▶ _Work instruction_: All of the data below should be copied exactly as it stands.

[Point-per-instance localization data]
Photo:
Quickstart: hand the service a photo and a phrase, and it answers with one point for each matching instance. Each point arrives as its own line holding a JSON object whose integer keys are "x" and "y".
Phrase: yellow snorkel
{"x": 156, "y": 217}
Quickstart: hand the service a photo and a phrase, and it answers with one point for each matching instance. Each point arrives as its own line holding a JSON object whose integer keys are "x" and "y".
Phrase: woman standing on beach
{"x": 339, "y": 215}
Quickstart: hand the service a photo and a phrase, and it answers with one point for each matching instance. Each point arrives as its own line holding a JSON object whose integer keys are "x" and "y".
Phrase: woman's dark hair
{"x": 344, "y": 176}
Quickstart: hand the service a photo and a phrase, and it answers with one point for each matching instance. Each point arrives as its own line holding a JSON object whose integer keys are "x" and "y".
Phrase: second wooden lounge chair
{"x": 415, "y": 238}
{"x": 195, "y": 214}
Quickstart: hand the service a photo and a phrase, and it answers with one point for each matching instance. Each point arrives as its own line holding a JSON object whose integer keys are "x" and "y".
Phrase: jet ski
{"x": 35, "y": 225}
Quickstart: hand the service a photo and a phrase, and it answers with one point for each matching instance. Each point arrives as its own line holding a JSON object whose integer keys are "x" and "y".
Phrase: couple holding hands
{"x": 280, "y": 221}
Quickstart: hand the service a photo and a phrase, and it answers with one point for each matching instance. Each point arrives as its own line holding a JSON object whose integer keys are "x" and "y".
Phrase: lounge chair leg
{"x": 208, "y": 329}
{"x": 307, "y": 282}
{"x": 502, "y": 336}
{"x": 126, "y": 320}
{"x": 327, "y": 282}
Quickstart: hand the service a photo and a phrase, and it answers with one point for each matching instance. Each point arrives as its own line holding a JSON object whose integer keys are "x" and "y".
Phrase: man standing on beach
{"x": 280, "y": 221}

▶ _Exercise output_:
Photo:
Quickstart: hand the service a photo and a phrase, and it answers with one point for each matching instance. Each point arrives as its own line holding a JSON object whose integer keys are "x" and "y".
Phrase: yellow snorkel
{"x": 156, "y": 217}
Quickstart: hand the service a photo and a phrase, and it answers with one point for each matching instance. Each point arrives as its own line holding a JSON object whose integer keys are "x" and "y".
Phrase: woman standing on beach
{"x": 339, "y": 215}
Quickstart: hand the service a photo and a phrase, and it answers with one point for each matching instance. Each point arrives as its own line holding a JSON object whose integer keys are "x" and "y".
Phrase: woman's dark hair
{"x": 344, "y": 176}
Quickstart: hand the service a photo and a phrase, and it answers with one point for each matching instance. Each point arrives as its own line holding a JSON object whose integer keys are "x" and "y".
Phrase: second wooden lounge chair
{"x": 415, "y": 238}
{"x": 195, "y": 214}
Quickstart: hand the service a photo and a phrase, and it answers with one point for each matching instance. Each point arrives as its own line holding a JSON object whose integer keys are "x" and "y".
Phrase: jet ski
{"x": 35, "y": 225}
Quickstart: hand the service a photo and a phrase, and it answers with one point for each matching instance. Each point arrives as its own line holding a JSON object whose integer keys are "x" and "y".
Phrase: couple holding hands
{"x": 280, "y": 221}
Quickstart: hand the service a photo and a phrase, and it answers with one point for each matching instance. Each point arrives as its own line holding a JSON object whose integer keys are "x" and "y".
Phrase: lounge chair leg
{"x": 208, "y": 329}
{"x": 307, "y": 282}
{"x": 502, "y": 336}
{"x": 126, "y": 320}
{"x": 327, "y": 282}
Quickstart: hand the service a photo and a phrase, and it answers with one point for each matching instance. Each point arrives as its own line holding a JSON object whose integer keys are "x" and "y".
Phrase: man standing on beach
{"x": 280, "y": 221}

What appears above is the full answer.